According to the reports of the literatures 1-3, it is understood that doping inorganic nanoparticles into the conductive polymeric materials like PEDOT:PSS is a potential policy for enhancing the performance an organic optoelectronic element, such as OLED element, QLED element and organic photovoltaic element. However, absorption spectrum of FIG. 1 has revealed that, the absorption bandwidth of Au nanoparticles and Ag nanoparticles are both limited below 520 nm. Hence, doping Au/Ag nanoparticles in the HIL and/or the HTL is helpful in the enhancement of the performance of the blue OLED/QLED element and the green OLED/QLED element. However, doping Au/Ag nanoparticles in the HIL and/or the HTL fails to effectively enhance the performance of the red OLED/QLED element.

Furthermore, literature 4 has reported that, the electroluminescent performance of an OLED/QLED element has been improved by introducing a 2D material between the anode and the HTL of the OLED and utilizing the surface plasmon resonance (SPR) of Au nanoparticles. Herein, literature 4 is written by Feng et. al, and is entitled with “Plasmonic-Enhanced Organic Light-Emitting Diodes Based on a Graphene Oxide/Au Nanoparticles Composite Hole Injection Layer” so as to be published on Frontiers in Materials 5:75, DOI: 10.3389/fmats.2018.00075. However, related researches have further reported that, AuNPs and AgNPs dispersed in polymer material absorb visible light at their SPR absorbance maximum (approx. 520 nm). Therefore, few research has reported that doping AuNPs and AgNPs into conductive polymer material can enhance the performance of deep red OLED/QLED and deep blue OLED/QLED.

According to above descriptions, there are still rooms for improvement in the conventional AuNPs/AgNPs doped conductive polymeric film (e.g., HIL or HTL). In view of this fact, inventors of the present application have made great efforts to make inventive research and eventually provided a hybrid organic-inorganic conductive thin film and an electronic element having the same.

SUMMARY OF THE INVENTION

The primary objective of the present invention is to disclose a hybrid organic-inorganic conductive thin film, comprising an organic layer and a plurality of inorganic particles spread in the organic layer, wherein the plurality of inorganic particles comprises a plurality of Cu particles that have an average particle size in a range between 20 nm and 45 nm. It is worth mentioning that, the hybrid organic-inorganic conductive thin film can be used as a hole injection layer (HIL) or a hole transport layer (HTL), so as to be applied in the manufacture of QLED element, OLED element, organic photovoltaic element, hybrid inorganic-organic photovoltaic element, photoreceptor, organic field-effect transistor (O-FET), or organic thin-film transistor (O-TFT). Moreover, experiment data have proved that, compared to the regular OLED element, the OLED element having the HIL made of the hybrid organic-inorganic conductive thin film has a significant enhancement in device efficiency.

◆ PROVIDED DATA:
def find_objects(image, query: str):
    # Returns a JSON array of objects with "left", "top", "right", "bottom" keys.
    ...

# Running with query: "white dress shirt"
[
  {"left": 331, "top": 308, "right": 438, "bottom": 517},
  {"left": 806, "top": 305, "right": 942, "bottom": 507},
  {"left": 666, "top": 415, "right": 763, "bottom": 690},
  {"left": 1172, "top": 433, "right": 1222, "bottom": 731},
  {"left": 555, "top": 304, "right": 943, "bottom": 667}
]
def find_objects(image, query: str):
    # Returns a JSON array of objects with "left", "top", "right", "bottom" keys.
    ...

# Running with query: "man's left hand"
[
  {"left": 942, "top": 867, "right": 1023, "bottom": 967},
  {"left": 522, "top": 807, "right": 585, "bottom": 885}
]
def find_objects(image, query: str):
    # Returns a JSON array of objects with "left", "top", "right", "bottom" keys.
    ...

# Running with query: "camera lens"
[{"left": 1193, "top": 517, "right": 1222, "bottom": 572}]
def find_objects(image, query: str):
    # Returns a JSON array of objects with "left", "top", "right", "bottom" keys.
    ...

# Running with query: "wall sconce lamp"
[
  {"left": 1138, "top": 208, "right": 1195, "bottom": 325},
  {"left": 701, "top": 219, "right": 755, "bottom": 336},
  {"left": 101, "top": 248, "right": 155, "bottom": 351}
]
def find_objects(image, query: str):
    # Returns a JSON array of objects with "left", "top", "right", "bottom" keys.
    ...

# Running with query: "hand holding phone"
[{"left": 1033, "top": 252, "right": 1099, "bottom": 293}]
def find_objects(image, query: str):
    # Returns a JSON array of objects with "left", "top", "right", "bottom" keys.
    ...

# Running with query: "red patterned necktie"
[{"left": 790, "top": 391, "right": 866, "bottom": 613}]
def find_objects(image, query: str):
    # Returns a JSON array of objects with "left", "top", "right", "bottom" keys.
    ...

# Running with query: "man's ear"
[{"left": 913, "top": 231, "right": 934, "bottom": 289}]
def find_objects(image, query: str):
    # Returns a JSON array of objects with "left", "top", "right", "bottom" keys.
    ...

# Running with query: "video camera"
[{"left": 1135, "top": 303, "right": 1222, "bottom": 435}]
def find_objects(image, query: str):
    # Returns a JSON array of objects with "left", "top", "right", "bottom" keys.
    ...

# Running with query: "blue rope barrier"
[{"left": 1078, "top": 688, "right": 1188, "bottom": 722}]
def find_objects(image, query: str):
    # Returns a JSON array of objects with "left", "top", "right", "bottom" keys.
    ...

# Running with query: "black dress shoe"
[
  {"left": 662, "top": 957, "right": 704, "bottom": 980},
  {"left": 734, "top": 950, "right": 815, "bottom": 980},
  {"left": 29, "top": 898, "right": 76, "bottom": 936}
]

◆ EXERCISE DETAILS: Revise the passage of the excerpt on conductive thin films that opens with "According to above" and concludes with "having the same.", writing "considerable effort" in place of "great efforts".

◆ RESULT OF THE TASK:
According to above descriptions, there are still rooms for improvement in the conventional AuNPs/AgNPs doped conductive polymeric film (e.g., HIL or HTL). In view of this fact, inventors of the present application have made considerable effort to make inventive research and eventually provided a hybrid organic-inorganic conductive thin film and an electronic element having the same.